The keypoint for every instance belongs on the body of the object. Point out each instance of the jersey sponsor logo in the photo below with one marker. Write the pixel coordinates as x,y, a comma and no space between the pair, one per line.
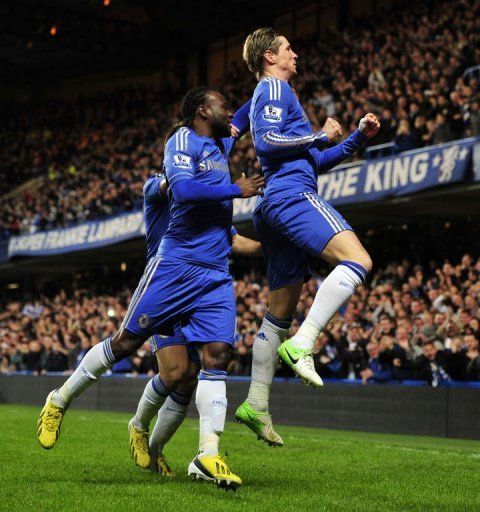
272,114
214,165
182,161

---

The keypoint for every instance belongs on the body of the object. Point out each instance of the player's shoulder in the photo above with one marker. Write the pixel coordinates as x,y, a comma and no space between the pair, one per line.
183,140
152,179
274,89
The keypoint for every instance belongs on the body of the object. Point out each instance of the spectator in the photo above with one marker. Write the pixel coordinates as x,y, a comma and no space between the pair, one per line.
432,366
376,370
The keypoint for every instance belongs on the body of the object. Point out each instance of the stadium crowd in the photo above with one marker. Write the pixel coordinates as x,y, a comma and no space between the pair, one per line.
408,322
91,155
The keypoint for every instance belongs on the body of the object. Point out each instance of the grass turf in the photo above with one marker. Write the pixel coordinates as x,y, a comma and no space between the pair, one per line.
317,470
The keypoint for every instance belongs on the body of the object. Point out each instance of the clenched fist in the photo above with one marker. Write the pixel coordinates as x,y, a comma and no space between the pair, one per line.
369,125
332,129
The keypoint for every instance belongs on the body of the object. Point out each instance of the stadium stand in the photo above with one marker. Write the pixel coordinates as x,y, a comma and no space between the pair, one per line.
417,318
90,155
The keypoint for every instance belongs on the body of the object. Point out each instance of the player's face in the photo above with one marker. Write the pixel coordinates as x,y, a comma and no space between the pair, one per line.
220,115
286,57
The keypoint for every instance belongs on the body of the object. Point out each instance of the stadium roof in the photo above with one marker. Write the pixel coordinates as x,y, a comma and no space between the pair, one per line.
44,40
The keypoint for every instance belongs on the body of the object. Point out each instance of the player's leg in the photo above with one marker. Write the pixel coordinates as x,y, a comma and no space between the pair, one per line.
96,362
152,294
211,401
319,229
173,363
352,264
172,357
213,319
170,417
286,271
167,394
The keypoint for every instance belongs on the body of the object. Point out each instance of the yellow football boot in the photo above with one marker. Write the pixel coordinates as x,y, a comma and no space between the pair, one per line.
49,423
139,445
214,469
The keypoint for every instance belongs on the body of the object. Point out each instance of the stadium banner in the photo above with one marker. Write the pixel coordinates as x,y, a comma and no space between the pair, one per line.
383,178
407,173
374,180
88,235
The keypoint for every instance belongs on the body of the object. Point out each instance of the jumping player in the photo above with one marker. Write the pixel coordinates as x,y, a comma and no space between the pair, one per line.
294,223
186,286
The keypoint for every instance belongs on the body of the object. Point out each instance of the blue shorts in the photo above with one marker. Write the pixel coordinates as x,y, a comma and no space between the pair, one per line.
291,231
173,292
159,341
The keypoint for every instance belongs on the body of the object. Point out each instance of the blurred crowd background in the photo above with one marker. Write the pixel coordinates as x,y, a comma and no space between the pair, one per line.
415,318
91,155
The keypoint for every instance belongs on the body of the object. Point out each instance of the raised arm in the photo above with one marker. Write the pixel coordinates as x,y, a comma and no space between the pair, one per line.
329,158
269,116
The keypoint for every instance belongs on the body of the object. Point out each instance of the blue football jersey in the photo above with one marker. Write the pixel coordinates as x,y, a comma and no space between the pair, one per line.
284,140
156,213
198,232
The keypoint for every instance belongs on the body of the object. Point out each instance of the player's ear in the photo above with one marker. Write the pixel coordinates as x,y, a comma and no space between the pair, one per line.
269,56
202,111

▶ STATED GOAL
Count the lines above that contain the word "crowd", and reply with the number alone.

▶ ANSWER TO THIS PROBLEM
2